### Materials provided
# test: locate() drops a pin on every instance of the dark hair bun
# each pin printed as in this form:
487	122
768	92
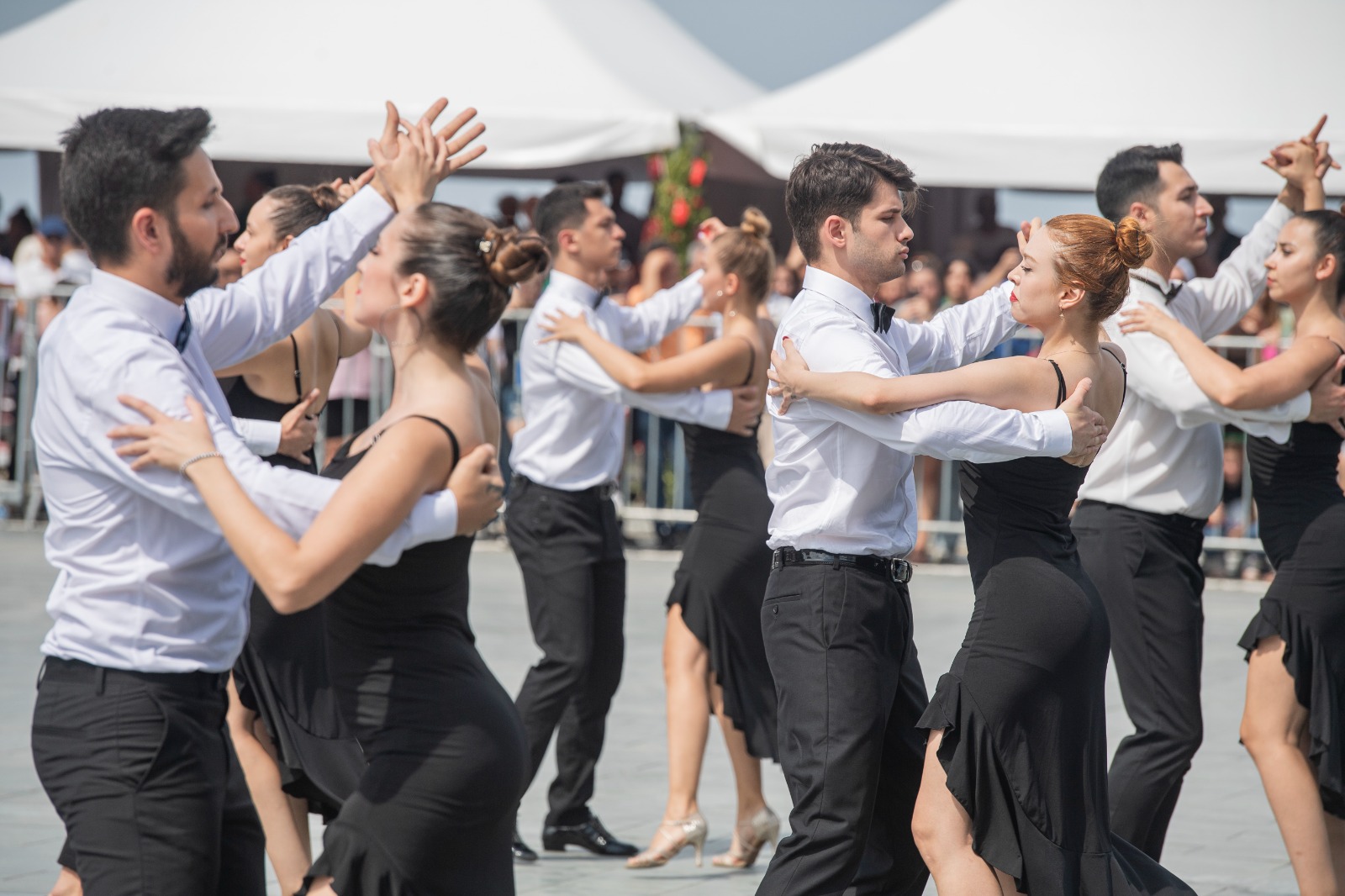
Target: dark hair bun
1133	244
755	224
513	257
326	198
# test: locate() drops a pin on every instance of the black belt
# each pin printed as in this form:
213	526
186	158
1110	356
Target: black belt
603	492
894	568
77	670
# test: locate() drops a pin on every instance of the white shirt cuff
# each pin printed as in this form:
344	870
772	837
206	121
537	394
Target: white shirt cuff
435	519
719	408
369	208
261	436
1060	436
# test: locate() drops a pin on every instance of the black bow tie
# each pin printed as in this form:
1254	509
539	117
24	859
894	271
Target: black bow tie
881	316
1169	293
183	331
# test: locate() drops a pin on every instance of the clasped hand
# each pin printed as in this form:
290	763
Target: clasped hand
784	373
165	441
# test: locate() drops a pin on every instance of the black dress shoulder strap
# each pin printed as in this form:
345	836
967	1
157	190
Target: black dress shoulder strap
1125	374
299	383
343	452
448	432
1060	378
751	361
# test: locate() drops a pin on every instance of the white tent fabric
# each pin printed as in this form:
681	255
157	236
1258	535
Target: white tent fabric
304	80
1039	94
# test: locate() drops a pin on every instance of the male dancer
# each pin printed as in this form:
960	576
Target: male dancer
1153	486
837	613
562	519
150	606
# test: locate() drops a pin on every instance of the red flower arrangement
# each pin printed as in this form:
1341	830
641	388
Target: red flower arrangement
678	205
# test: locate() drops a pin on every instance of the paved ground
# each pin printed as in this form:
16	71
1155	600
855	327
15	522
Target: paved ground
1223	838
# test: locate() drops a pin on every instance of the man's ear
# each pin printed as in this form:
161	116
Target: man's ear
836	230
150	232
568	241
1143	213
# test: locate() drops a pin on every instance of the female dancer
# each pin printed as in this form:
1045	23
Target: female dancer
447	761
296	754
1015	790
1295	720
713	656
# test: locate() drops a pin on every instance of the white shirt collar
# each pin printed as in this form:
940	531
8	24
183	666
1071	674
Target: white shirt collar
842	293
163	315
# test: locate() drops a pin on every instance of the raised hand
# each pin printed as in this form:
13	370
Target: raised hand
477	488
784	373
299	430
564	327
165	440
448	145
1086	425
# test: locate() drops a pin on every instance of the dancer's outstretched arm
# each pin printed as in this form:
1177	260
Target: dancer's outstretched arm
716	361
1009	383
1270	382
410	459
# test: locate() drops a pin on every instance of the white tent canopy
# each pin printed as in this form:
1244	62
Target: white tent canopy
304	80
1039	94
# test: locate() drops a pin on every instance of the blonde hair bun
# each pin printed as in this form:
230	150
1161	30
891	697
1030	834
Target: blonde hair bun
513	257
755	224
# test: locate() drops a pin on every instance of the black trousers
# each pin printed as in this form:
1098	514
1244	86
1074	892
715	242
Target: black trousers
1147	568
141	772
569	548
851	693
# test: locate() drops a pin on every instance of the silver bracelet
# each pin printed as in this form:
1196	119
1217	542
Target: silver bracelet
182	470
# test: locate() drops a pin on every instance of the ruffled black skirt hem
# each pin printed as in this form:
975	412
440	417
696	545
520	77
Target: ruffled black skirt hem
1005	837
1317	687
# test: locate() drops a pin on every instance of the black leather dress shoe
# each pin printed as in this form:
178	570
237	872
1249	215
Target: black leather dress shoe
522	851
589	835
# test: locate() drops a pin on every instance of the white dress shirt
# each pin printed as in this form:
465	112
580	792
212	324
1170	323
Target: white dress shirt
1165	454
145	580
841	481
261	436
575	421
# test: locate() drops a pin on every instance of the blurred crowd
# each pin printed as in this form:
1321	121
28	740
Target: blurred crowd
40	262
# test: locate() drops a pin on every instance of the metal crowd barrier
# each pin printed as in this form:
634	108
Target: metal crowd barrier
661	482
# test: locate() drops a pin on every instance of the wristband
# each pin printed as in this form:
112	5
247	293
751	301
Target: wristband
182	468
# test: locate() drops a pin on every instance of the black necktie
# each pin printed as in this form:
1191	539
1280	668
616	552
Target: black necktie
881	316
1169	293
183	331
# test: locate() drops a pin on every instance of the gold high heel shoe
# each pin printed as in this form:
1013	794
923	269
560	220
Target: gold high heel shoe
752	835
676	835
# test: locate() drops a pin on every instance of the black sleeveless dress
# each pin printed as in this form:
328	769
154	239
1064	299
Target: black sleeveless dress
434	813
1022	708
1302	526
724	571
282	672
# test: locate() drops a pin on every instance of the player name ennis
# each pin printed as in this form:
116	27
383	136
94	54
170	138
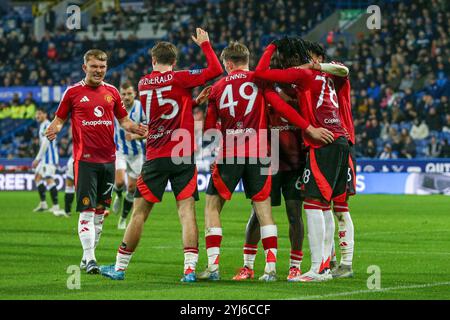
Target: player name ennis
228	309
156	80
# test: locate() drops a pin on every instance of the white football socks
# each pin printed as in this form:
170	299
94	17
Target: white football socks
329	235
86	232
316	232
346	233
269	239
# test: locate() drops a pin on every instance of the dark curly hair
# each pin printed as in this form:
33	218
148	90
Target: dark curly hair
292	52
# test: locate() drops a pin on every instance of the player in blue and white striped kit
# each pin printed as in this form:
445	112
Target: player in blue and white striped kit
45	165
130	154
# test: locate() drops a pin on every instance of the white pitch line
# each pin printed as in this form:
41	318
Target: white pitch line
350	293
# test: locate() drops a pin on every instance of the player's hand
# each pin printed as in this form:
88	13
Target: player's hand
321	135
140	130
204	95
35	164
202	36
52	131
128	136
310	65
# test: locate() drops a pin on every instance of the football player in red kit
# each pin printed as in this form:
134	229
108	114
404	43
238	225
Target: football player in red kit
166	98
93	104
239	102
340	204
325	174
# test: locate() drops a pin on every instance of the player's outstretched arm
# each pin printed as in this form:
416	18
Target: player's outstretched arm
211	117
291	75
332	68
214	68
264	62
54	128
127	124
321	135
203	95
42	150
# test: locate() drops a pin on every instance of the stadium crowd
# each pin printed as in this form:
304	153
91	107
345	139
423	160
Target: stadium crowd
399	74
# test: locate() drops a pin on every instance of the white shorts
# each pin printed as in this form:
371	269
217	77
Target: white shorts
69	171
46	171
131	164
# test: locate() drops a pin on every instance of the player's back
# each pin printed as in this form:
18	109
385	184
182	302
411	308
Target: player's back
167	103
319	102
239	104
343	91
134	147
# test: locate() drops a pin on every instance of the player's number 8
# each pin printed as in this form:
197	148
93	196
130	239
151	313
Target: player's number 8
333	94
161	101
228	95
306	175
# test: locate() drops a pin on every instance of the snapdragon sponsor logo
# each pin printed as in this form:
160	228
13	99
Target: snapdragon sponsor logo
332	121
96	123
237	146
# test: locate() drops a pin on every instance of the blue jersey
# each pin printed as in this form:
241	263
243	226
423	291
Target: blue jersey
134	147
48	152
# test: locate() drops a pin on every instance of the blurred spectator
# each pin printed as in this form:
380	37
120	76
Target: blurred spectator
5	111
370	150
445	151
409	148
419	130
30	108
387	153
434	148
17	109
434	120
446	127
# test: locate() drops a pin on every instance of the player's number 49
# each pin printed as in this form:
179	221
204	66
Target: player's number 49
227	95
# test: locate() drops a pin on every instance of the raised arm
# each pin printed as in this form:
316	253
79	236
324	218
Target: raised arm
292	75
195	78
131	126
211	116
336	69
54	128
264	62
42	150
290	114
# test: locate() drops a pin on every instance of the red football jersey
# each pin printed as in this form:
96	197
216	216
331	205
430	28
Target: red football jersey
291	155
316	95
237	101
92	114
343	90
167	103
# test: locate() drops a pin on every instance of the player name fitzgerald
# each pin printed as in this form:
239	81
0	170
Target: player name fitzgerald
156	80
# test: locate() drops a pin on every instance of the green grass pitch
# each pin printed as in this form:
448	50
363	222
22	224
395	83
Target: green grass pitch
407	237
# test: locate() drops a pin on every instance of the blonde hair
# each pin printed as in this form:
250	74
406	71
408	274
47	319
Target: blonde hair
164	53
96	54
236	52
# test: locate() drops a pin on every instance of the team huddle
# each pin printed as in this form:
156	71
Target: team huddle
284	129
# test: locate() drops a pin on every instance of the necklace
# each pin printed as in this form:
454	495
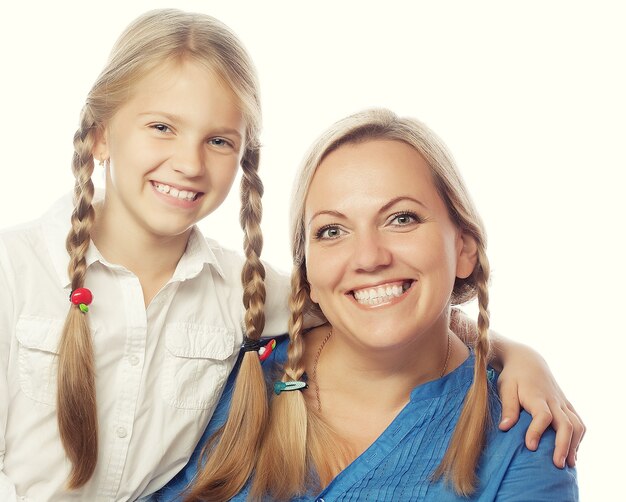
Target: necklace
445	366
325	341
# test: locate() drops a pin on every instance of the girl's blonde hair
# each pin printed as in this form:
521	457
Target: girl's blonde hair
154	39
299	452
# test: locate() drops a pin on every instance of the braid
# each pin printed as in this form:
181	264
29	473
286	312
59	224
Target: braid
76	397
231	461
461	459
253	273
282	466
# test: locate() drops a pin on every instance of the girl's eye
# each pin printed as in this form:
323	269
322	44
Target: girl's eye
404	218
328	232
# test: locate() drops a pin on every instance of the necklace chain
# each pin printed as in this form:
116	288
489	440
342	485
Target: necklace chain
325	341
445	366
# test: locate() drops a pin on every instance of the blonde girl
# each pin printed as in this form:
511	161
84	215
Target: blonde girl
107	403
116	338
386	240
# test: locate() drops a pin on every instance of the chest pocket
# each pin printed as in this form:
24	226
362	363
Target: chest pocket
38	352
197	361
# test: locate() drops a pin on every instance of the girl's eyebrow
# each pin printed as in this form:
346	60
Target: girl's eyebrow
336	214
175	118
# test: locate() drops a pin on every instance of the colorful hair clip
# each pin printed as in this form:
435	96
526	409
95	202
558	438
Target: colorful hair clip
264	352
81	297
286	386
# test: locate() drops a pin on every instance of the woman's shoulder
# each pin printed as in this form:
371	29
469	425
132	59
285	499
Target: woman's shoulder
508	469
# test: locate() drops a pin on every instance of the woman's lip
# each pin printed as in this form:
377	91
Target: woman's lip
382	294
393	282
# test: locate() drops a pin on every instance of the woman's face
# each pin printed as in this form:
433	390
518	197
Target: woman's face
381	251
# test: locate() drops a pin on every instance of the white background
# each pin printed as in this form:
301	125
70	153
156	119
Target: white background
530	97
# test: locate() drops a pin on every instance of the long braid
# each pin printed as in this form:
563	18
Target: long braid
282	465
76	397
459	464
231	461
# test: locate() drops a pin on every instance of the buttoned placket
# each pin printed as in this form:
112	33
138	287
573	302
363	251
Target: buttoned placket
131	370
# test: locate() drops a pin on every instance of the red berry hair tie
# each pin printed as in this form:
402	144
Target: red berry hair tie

### Work instruction
When a line of the entries above contains the word "berry", include it in a tally, then give that tally alone.

### Response below
2